** Start Material to process **

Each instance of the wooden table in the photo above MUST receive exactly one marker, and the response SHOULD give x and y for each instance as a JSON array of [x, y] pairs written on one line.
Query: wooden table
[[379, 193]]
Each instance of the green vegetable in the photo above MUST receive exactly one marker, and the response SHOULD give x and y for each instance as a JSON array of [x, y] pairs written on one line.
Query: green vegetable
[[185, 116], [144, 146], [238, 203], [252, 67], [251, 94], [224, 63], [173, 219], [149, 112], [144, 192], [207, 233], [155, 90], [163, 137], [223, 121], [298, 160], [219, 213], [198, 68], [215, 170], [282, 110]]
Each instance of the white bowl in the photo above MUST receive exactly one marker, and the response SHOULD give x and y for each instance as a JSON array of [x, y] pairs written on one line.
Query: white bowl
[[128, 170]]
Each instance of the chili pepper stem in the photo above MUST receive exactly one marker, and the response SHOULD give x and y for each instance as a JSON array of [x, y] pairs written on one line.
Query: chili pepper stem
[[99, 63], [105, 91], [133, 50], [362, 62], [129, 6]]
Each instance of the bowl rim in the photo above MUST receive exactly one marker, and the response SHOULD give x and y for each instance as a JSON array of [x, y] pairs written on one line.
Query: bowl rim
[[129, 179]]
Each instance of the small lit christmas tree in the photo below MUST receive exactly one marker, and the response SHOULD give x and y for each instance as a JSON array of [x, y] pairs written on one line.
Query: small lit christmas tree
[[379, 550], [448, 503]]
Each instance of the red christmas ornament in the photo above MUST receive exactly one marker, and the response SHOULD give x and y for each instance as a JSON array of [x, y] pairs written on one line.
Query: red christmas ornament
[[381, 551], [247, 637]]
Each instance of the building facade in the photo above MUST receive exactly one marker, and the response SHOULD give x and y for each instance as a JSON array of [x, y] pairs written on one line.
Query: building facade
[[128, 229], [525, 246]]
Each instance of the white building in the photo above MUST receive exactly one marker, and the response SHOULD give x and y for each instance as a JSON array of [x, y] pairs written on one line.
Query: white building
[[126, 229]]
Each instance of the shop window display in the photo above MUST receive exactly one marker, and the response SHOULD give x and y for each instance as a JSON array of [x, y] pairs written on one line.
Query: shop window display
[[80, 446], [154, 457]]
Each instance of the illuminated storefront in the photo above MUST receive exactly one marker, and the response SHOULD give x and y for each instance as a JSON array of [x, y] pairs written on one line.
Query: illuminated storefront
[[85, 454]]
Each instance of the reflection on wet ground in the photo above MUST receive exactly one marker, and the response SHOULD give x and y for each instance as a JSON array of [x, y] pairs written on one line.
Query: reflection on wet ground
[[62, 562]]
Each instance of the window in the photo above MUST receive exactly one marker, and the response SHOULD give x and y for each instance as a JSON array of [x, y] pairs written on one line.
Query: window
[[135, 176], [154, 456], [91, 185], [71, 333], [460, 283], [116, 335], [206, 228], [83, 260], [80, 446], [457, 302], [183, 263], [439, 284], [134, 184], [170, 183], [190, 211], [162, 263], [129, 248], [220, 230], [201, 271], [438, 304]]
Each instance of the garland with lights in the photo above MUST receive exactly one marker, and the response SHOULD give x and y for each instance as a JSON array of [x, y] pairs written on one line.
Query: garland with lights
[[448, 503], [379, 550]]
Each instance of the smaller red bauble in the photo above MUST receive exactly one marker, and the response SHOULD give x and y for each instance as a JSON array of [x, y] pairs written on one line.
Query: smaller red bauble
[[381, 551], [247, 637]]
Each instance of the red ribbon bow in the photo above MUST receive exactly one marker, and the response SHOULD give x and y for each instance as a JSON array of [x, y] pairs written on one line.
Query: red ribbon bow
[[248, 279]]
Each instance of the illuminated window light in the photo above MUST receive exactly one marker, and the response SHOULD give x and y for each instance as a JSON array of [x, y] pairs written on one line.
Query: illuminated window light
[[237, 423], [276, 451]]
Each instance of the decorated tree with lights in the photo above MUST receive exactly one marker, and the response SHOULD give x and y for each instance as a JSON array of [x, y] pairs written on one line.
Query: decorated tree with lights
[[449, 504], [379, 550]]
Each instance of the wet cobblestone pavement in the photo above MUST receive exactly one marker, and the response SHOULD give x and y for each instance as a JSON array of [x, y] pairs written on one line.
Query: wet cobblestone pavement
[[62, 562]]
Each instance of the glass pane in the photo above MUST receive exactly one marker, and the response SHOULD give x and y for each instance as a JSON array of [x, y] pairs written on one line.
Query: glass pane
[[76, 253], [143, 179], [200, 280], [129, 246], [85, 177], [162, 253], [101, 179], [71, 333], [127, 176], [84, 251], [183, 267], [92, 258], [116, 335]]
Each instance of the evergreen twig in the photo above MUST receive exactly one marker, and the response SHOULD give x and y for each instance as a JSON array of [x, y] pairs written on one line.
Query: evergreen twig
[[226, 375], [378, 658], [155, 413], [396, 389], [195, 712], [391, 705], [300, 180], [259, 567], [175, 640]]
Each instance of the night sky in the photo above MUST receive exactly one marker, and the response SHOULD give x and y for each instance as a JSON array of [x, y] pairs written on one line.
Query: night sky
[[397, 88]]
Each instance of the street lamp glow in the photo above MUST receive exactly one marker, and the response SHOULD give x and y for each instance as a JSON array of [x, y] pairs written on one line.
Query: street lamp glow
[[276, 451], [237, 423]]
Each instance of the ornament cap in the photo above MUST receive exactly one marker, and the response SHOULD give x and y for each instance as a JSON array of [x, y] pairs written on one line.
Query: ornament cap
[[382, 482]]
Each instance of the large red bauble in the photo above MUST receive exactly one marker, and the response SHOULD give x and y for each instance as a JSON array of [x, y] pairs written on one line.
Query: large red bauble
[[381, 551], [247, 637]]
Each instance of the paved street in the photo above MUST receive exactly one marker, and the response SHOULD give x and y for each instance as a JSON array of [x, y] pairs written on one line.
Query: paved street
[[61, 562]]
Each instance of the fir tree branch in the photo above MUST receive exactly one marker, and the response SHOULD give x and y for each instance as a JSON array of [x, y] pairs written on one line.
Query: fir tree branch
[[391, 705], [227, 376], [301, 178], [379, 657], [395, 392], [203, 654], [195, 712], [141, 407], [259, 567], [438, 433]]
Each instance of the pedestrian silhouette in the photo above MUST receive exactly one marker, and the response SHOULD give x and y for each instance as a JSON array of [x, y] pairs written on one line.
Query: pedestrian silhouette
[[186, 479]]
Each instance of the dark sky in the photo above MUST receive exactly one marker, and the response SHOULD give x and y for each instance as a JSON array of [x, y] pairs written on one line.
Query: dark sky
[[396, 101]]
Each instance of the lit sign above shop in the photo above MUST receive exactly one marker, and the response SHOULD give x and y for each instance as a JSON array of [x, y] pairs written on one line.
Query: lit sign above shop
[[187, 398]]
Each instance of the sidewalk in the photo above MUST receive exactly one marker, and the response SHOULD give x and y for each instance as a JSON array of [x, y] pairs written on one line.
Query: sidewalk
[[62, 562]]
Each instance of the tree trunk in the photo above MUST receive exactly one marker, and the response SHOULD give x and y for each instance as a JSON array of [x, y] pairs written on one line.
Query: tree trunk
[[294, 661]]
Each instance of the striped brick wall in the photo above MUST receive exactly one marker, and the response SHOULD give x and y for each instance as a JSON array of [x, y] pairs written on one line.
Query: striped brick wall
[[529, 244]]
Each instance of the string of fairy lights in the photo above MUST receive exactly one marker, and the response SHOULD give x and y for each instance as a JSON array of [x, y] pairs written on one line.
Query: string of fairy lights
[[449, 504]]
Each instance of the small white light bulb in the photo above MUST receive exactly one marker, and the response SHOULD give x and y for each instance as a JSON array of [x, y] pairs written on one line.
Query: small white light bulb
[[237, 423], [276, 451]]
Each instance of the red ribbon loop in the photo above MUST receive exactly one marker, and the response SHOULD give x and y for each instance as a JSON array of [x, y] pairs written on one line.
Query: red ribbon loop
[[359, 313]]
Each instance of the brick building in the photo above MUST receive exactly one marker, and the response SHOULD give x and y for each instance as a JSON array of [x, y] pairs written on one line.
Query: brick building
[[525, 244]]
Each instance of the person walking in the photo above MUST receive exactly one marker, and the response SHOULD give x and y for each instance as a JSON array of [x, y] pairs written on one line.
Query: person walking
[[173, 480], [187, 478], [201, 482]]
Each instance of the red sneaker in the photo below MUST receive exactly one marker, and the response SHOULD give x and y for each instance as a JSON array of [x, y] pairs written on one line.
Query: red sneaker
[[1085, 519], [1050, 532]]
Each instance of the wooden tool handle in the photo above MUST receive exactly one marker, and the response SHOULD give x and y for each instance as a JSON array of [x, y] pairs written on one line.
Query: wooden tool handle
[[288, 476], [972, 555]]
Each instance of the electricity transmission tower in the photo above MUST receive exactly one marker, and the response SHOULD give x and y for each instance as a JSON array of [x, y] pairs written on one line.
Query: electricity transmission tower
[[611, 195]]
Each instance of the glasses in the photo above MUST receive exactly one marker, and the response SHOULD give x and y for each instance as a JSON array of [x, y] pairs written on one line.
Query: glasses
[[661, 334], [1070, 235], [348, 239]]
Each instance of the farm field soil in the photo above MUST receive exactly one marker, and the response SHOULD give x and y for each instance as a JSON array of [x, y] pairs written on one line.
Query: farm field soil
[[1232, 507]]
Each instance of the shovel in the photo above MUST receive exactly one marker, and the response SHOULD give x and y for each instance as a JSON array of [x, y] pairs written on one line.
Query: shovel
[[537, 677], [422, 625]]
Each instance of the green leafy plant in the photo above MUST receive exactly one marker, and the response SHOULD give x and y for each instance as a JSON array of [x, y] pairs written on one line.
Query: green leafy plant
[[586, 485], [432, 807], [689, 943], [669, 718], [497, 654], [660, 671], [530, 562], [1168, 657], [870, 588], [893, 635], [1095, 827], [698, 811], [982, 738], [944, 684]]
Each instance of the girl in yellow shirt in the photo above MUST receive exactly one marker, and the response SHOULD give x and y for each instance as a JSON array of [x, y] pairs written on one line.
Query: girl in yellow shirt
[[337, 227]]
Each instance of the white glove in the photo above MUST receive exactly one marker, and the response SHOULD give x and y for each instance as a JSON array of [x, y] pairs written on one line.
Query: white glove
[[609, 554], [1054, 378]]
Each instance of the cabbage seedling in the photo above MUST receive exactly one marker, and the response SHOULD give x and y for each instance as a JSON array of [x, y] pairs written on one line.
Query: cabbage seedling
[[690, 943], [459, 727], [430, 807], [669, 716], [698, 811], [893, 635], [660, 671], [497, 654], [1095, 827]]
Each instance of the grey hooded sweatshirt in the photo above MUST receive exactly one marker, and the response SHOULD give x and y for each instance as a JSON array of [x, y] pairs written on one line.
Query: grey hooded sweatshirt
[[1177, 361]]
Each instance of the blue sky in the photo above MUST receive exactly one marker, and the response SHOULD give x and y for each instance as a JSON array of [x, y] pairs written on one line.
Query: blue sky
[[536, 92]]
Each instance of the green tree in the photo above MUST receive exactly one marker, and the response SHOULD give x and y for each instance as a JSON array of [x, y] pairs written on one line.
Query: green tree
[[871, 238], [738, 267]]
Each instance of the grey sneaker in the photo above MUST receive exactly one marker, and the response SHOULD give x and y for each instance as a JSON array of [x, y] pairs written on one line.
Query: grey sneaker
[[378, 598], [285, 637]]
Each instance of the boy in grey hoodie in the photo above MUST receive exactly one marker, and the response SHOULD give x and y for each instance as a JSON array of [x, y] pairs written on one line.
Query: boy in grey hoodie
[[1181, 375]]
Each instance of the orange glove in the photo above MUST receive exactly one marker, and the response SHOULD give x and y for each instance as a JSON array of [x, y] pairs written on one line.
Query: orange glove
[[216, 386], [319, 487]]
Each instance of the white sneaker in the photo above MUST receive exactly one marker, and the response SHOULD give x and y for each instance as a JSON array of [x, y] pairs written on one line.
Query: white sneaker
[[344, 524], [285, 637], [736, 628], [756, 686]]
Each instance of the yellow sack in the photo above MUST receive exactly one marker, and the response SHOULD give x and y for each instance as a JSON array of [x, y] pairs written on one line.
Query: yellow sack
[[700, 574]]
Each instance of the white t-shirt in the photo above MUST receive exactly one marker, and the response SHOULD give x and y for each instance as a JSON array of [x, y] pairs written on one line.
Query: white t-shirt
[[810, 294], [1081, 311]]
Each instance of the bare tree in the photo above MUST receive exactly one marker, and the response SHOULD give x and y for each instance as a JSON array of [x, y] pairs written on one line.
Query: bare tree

** End Material to process **

*Directions for this task*
Can you turn the material, from its first line through the line containing "[[379, 193]]" (both included), into a Markdown table with a Row column numbering each line and a Line column holding its text, leaving out any blank lines?

*Answer to the task*
| Row | Line |
|---|---|
| 1 | Each instance of the wooden table in the photo above MUST receive exactly one marker, and the response SHOULD give x and y for each instance as a JSON array of [x, y] pairs written on one line. |
| 2 | Query: wooden table |
| 3 | [[379, 193]] |